### TEXT FOR ANALYSIS:
When the patient was diagnosed with metastatic PCa, we suggested that he undergo ADT, which was widely used all over the world. Chemohormonal therapy was not considered because it is still not carried out in our hospital, so we lack such experience. However, the patient could have undergone an IAD therapy or continuous androgen deprivation (CAD) therapy, and we informed him about the difference between IAD and CAD (16). The patient was only 61 years old, and he expressed high expectations regarding social activity and physical capacity. Therefore, he chose IAD and wanted to restore his physical capacity and participate in social activities during the period of drug withdrawal.

### TRY IT:
Can you carry the prostate cancer case report forward, writing what comes next after its last sentence?

### SOURCE DATA:
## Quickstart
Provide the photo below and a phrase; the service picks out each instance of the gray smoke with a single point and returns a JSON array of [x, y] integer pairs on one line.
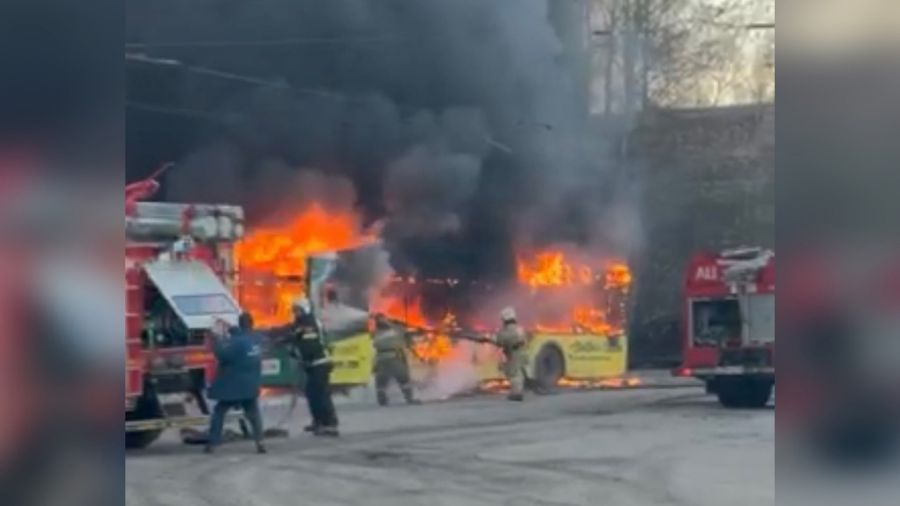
[[461, 123]]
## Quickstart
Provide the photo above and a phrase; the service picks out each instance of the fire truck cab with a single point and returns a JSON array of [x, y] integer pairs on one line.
[[177, 261], [729, 325]]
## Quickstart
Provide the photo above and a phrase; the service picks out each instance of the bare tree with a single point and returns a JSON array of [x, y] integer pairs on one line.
[[683, 52]]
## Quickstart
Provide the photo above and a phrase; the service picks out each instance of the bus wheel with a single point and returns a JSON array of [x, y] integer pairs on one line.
[[549, 368]]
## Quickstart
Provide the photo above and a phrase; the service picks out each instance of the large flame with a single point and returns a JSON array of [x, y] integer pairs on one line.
[[553, 276], [272, 261]]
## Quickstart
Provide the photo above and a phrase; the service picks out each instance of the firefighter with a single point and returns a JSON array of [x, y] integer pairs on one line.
[[511, 339], [390, 360], [315, 358], [237, 380]]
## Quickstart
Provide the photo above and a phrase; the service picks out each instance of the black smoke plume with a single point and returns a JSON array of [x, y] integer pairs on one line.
[[460, 123]]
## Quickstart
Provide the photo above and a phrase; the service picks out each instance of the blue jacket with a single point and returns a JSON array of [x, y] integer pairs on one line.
[[239, 371]]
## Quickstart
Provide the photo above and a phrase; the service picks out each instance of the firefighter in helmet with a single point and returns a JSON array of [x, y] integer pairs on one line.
[[315, 358], [390, 343], [511, 339]]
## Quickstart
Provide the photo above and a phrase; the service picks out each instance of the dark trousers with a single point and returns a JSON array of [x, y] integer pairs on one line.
[[318, 396], [250, 407]]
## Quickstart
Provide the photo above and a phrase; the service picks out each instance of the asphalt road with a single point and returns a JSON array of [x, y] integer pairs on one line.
[[620, 448]]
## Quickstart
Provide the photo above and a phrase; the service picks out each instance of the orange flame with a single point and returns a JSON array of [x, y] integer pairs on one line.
[[552, 269], [432, 347], [406, 310], [272, 261]]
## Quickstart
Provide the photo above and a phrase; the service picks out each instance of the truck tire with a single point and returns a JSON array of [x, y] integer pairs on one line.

### ANSWER SPACE:
Pathway of cancer metastasis
There are several hypothetical ureteral metastases of PCa including implantation by instrumentation, arterial emboli, direct extension of the tumor around the intravesical ureter and venous or lymphatic dissemination in a retrograde manner (17,18). It was hypothesized that the lymphatic circulation of the ureter is segmental and drains diagonally or transversely, and there is no continuous longitudinal lymphatic network draining directly from the prostatic area (19). In our case, venous and lymphatic dissemination are more possible. Retroperitoneal and left iliac vascular area lymphadenectasis of the patient indicate lymphatic dissemination, while multiple bone metastases are the result of venous dissemination. We found that there were no enlarged lymph nodes around the ureteral tumor and no tumors in the bladder. So, it is reasonable to believe that lymphatic and direct metastasis are excluded, and venous dissemination is the most plausible metastatic pathway of the ureteral metastatic tumor.
Conﬂicts of Interest: The authors have no conﬂicts of interest to declare.
Informed Consent: Written informed consent was obtained from the patient for publication of this manuscript and any accompanying images.